● Obiettivo
Leggi il testo su Paul Haggis e rispondi:
(a) In quanti giorni e in quale anno fu scritto il telefilm di cui Haggis vuole far dimenticare la paternità?
(b) Chi ha diretto 'Million Dollar Baby' e in che anno?
(c) Quale film ha segnato l'esordio di Haggis alla regia?

Ha firmato 'Crash', 'Million Dollar Baby' e anche '007'. Ora racconta i reduci dell'Iraq. Per vincere a Venezia. E per dire no alla guerra Colloquio con Paul Haggis

Per favore, ho bisogno di una sigaretta. Paul Haggis ha un'aria mite, modi pacati e sguardo sereno. Eppure, si agita sulla poltrona. Qualcosa lo rende nervoso. "Stanotte ho fatto un sogno", sussurra: "È il mio incubo ricorrente. Vedo la mia lapide e, incise nella pietra, leggo le parole: 'Qui giace Paul Haggis, creatore di Walker Texas Ranger'". Quando, cinque anni fa, il cinquantaquattrenne sceneggiatore e regista canadese si è svegliato per la prima volta nel cuore della notte, tormentato dai suoi trascorsi televisivi, ha capito che era il momento di cambiare. "Qualunque cosa pur di far dimenticare al pubblico il telefilm più brutto del mondo", scritto in sette giorni nel 1993 e ancora in onda su Italia 1, e per evitare che il suo nome, oggi legato al premio Oscar per 'Crash' e a una solida fede democratica, passasse alla storia come quello dell'uomo che aveva trasformato il barbuto Chuck Norris in un giustiziere reazionario col cappello da cowboy. A salvarlo dagli incubi è arrivata l'ispirazione che lo ha portato a scrivere 'Million Dollar Baby', il pluripremiato film diretto da Clint Eastwood nel 2004, e poi 'Crash', il suo esordio alla regia.

● Voci fornite

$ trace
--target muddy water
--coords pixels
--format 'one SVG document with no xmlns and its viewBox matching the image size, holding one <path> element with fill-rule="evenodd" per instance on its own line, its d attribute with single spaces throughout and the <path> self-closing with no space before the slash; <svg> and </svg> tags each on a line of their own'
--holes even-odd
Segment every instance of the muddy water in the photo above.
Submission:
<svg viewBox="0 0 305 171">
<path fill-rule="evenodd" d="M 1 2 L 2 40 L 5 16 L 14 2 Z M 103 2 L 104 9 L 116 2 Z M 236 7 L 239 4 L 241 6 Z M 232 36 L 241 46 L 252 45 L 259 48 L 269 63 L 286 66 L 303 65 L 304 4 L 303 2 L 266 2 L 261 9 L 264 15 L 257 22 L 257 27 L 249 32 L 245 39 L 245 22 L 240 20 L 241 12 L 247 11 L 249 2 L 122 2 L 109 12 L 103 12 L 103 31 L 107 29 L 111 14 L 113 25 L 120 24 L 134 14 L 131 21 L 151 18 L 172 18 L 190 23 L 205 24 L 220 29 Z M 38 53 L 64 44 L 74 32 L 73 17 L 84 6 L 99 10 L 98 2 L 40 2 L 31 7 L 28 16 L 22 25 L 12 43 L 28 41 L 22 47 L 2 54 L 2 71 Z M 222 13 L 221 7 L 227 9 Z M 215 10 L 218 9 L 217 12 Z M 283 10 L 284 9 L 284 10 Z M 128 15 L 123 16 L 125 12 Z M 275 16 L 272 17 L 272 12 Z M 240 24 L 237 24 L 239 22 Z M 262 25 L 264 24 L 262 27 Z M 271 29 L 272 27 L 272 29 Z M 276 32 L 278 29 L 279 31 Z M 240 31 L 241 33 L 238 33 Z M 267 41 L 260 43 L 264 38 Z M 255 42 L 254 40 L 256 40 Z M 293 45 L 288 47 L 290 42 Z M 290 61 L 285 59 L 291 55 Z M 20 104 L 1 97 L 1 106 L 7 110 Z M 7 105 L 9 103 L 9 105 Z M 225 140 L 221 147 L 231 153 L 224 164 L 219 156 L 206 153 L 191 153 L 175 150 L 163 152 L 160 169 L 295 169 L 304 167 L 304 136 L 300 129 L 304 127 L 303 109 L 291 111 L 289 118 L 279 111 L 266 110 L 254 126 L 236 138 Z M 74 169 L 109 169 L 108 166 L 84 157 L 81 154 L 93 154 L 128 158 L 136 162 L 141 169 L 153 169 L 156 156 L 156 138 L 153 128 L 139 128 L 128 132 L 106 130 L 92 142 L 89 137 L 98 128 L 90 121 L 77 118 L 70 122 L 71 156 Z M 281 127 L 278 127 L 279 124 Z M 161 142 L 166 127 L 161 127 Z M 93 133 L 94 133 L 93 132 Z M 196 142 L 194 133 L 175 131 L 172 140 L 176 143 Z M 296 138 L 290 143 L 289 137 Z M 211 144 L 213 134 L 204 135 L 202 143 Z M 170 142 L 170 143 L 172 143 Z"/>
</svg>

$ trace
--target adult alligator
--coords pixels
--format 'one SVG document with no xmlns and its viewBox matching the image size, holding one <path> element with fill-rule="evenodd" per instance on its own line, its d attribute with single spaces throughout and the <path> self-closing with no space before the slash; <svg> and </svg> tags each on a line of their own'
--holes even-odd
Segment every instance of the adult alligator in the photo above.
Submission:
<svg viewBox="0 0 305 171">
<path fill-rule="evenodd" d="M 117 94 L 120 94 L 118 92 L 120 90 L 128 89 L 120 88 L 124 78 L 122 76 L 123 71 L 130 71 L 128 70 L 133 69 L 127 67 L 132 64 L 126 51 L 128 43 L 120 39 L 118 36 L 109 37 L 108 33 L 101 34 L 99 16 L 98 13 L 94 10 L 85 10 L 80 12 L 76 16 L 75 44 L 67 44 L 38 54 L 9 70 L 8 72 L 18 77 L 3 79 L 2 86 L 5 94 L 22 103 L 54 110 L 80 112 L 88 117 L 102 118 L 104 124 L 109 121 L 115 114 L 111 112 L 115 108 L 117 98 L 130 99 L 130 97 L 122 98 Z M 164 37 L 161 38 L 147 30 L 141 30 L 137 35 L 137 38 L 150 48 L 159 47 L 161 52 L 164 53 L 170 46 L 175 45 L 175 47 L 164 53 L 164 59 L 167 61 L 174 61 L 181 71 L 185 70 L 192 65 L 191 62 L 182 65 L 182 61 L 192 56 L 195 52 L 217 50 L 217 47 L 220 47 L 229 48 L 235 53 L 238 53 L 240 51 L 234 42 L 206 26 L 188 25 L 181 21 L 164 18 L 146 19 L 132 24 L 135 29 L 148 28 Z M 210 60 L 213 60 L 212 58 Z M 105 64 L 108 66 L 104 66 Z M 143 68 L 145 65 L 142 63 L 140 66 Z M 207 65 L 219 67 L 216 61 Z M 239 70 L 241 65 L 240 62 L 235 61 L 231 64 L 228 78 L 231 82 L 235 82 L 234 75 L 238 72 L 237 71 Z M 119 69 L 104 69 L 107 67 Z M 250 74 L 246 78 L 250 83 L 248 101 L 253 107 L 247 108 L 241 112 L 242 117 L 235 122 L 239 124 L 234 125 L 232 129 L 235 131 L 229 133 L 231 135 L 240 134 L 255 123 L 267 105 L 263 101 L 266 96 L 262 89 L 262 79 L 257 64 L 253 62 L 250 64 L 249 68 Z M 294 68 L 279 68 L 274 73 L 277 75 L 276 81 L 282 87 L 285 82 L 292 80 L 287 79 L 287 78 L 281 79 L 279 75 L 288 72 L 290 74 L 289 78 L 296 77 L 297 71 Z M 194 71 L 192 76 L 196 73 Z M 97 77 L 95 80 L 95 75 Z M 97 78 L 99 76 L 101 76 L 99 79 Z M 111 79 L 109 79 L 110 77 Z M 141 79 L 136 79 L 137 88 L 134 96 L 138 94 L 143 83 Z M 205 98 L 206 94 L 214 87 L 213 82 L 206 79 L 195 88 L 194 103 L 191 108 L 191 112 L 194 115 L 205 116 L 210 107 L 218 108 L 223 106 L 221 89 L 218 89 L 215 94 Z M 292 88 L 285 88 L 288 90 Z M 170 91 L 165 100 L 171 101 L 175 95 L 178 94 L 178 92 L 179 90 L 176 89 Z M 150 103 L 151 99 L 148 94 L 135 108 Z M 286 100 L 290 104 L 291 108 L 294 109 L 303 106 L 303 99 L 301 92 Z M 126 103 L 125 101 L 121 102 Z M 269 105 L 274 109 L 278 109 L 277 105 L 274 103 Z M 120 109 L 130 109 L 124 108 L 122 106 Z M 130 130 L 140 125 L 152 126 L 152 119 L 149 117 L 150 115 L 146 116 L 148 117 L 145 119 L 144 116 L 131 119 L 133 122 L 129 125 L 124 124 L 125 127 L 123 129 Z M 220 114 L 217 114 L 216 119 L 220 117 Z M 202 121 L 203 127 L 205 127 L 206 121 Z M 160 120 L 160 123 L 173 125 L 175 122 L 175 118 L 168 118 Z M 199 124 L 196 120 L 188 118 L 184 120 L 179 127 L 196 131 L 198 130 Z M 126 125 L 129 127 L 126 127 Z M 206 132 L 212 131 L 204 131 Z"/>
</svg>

● Soluzione proposta
(a) In sette giorni, nel 1993.
(b) Clint Eastwood, nel 2004.
(c) 'Crash'.